Nothing but the lines from the one containing "Q: Point to every instance of the sea" through the last line should be written out, please, exactly as they stand.

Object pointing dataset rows
-.-.-
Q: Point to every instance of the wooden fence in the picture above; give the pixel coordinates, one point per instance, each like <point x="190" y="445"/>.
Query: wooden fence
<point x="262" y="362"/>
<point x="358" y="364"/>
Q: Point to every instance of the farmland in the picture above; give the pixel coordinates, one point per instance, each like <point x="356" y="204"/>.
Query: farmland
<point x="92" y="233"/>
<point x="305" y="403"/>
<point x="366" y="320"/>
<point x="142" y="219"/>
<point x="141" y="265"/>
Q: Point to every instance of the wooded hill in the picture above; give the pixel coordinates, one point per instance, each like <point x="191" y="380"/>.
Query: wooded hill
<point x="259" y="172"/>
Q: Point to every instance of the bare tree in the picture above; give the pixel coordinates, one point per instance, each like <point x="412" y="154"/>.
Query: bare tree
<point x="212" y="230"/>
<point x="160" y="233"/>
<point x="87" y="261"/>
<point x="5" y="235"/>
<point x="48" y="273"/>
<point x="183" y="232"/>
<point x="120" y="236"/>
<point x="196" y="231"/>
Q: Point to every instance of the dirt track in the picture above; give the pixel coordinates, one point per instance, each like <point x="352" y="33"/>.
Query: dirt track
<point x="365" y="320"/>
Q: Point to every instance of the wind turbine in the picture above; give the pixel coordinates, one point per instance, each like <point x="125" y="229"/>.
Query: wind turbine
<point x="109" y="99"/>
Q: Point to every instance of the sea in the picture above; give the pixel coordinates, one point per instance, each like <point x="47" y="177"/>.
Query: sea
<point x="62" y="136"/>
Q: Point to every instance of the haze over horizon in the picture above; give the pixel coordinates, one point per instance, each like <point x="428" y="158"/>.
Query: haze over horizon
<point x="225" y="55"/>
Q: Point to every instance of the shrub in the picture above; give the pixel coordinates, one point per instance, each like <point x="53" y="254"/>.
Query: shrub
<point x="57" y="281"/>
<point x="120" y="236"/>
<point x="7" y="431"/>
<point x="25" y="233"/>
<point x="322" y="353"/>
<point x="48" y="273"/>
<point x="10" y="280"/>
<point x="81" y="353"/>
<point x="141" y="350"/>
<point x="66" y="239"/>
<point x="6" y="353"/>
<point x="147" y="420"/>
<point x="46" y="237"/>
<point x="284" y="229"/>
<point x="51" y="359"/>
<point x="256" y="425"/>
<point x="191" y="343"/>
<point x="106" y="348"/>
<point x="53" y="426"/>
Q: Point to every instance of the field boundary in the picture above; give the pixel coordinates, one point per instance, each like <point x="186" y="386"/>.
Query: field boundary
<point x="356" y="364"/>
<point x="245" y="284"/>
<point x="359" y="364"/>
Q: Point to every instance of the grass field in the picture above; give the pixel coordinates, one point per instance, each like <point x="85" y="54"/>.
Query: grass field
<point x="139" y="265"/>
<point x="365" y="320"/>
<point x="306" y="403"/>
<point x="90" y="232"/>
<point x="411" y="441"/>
-.-.-
◆ **OUTPUT FOR THIS EXERCISE**
Q: Point to every instance of the sea in the picture above; give the pixel coordinates, one point per instance, each like <point x="47" y="177"/>.
Query: sea
<point x="62" y="136"/>
Q: Point to every instance of the haze over horizon in the picture above; give the pixel coordinates, one point per instance, each like <point x="428" y="158"/>.
Query: haze over horizon
<point x="225" y="55"/>
Q: Point to every instance of the shrub in the picture above; give the pixel coordinates, one point per instance, each like <point x="53" y="254"/>.
Query: shrub
<point x="57" y="281"/>
<point x="120" y="236"/>
<point x="7" y="431"/>
<point x="25" y="233"/>
<point x="322" y="353"/>
<point x="48" y="273"/>
<point x="10" y="280"/>
<point x="81" y="353"/>
<point x="141" y="350"/>
<point x="66" y="239"/>
<point x="6" y="353"/>
<point x="147" y="420"/>
<point x="46" y="237"/>
<point x="284" y="229"/>
<point x="51" y="359"/>
<point x="256" y="425"/>
<point x="191" y="343"/>
<point x="106" y="348"/>
<point x="53" y="426"/>
Q: Point to every instance of the field boundary in the picture above; give the pixel coordinates, one point per instance, each like <point x="186" y="386"/>.
Query: field boundary
<point x="356" y="364"/>
<point x="245" y="284"/>
<point x="359" y="364"/>
Q: Point to every instance of the grass field in the picture above; give the pixel coordinates, one point per instance, each like <point x="85" y="54"/>.
Query: grass field
<point x="139" y="265"/>
<point x="365" y="320"/>
<point x="306" y="403"/>
<point x="90" y="232"/>
<point x="411" y="441"/>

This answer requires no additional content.